[Records shown Boundary: Start]

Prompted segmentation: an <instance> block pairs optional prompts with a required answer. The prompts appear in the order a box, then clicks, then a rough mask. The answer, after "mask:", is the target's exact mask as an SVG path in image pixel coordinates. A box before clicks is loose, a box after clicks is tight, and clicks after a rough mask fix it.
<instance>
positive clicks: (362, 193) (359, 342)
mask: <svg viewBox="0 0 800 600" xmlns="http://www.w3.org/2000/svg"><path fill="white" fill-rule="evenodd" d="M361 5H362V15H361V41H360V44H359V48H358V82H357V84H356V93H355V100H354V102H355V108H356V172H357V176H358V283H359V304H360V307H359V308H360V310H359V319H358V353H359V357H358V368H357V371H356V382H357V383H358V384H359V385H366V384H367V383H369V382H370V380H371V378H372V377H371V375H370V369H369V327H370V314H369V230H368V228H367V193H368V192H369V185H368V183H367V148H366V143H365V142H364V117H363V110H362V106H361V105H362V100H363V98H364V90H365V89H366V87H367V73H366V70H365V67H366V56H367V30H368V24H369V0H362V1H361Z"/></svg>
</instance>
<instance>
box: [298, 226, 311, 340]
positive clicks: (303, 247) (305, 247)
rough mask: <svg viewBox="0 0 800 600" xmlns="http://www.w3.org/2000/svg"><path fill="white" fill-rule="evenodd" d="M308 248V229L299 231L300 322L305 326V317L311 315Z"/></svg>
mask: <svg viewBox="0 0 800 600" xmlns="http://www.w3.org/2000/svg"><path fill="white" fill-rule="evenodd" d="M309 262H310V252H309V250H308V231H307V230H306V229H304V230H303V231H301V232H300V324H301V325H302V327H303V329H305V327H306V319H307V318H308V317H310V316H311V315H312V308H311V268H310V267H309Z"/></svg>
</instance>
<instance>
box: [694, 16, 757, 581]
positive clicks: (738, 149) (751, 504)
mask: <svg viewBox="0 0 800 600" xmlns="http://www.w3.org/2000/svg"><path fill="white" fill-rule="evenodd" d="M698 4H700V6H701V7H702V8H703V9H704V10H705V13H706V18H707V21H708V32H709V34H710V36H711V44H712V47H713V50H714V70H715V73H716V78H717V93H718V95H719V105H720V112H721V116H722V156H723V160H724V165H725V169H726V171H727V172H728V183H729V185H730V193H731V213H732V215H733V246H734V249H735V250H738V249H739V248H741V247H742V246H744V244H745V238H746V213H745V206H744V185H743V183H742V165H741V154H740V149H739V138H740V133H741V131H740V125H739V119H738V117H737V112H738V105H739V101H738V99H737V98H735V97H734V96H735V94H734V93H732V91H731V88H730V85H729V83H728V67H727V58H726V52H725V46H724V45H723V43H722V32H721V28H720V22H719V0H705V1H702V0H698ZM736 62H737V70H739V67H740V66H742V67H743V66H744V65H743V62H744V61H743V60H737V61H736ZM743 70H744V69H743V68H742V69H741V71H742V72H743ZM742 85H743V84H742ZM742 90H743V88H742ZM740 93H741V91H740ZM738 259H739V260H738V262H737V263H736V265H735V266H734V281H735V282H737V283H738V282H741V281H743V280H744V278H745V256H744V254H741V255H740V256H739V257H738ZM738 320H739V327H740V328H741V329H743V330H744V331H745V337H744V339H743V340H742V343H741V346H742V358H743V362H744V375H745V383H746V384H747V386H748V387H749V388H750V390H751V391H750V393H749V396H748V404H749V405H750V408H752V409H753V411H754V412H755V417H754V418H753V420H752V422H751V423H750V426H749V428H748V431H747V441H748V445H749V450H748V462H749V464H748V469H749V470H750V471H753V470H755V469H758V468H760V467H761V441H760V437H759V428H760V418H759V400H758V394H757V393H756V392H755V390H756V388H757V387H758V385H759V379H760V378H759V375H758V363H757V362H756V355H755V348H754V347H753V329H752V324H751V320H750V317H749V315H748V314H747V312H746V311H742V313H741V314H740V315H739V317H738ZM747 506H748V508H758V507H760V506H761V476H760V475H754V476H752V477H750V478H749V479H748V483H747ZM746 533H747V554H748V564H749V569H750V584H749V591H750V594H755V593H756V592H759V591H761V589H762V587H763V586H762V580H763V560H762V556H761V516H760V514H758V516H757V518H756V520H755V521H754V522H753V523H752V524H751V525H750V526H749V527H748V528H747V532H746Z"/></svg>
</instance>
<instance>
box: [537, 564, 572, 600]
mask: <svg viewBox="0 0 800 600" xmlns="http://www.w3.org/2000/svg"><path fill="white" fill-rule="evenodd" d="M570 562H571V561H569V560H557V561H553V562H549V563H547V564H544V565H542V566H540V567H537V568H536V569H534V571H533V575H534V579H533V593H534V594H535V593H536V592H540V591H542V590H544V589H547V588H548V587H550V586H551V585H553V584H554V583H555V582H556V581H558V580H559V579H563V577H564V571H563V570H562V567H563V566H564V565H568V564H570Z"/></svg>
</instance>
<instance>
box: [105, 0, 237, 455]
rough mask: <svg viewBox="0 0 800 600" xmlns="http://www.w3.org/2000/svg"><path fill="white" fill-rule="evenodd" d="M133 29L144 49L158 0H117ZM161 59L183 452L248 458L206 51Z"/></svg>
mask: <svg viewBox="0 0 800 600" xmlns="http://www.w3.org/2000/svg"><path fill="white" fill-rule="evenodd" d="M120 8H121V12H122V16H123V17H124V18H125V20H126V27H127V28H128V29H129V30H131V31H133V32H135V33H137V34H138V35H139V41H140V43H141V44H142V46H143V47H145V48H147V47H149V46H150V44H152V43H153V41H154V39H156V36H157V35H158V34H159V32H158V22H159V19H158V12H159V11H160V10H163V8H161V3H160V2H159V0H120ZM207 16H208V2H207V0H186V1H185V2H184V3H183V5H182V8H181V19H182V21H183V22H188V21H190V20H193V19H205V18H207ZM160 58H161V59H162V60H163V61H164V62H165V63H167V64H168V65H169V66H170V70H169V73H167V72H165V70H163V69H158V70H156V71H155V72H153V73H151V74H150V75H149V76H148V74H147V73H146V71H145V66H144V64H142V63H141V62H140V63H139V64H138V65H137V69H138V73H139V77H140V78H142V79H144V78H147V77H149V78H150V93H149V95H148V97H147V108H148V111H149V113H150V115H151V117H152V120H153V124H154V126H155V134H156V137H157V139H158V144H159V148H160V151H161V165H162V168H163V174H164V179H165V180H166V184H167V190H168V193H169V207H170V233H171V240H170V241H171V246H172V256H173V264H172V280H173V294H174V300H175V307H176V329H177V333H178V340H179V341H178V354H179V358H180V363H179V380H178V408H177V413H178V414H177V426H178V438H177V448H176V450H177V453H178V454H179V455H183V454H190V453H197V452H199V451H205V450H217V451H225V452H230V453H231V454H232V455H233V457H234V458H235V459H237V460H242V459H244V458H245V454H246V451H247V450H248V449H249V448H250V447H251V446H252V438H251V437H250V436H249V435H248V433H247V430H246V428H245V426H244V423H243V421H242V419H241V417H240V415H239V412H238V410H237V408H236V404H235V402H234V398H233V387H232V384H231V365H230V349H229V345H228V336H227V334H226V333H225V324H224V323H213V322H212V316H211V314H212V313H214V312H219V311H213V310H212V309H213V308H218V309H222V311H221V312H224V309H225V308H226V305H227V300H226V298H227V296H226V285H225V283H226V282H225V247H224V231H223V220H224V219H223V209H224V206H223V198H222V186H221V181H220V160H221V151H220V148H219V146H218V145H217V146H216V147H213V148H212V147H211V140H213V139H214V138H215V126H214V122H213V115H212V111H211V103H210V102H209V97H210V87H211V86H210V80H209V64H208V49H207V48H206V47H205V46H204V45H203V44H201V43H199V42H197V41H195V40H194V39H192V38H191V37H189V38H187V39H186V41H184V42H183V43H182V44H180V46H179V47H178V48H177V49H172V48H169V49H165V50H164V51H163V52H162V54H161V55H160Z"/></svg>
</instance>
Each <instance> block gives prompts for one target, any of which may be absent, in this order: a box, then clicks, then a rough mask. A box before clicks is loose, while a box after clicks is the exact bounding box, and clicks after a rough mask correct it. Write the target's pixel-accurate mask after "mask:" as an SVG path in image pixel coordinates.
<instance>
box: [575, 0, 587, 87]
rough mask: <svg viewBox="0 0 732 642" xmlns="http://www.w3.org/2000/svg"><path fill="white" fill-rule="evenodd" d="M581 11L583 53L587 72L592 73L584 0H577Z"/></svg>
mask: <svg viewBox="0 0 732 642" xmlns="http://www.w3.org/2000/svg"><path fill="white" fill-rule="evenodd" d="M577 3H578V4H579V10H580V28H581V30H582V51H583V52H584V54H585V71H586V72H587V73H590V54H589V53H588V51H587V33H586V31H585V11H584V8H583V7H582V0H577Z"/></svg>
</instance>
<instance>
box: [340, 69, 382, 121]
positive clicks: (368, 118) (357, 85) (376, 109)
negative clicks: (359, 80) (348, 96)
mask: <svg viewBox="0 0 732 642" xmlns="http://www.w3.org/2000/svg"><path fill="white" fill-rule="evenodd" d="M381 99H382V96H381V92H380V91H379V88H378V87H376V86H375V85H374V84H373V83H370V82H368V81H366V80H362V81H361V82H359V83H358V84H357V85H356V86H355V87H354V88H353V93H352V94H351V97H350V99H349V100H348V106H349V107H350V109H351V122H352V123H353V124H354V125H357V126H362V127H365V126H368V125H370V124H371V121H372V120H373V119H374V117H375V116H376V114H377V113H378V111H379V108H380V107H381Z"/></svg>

[Records shown Boundary: End]

__Exercise aim__:
Go through the data above from its first line and copy each line exactly, stopping once the line with "positive clicks: (303, 247) (305, 247)" has been copied.

__Result of this task__:
Prompted segmentation: an <instance> block pairs optional prompts with a required answer. The prompts appear in the order a box, then clicks, then a rough mask. The answer, after "mask:", is the target's exact mask as an SVG path in image pixel coordinates. A box before clicks is loose, a box after clicks is tight, and clicks after a rough mask fix it.
<instance>
positive clicks: (362, 193) (359, 342)
mask: <svg viewBox="0 0 800 600" xmlns="http://www.w3.org/2000/svg"><path fill="white" fill-rule="evenodd" d="M361 5H362V15H361V41H360V44H359V48H358V82H357V84H356V93H355V100H354V102H355V108H356V172H357V176H358V283H359V304H360V307H359V308H360V310H359V319H358V353H359V357H358V368H357V371H356V382H357V383H358V384H359V385H366V384H367V383H369V382H370V380H371V378H372V377H371V375H370V369H369V327H370V314H369V230H368V228H367V193H368V192H369V185H368V183H367V148H366V143H365V142H364V117H363V110H362V106H361V105H362V100H363V98H364V90H365V89H366V87H367V73H366V70H365V67H366V56H367V30H368V24H369V0H362V1H361Z"/></svg>
</instance>
<instance>
box: [298, 226, 311, 340]
positive clicks: (303, 247) (305, 247)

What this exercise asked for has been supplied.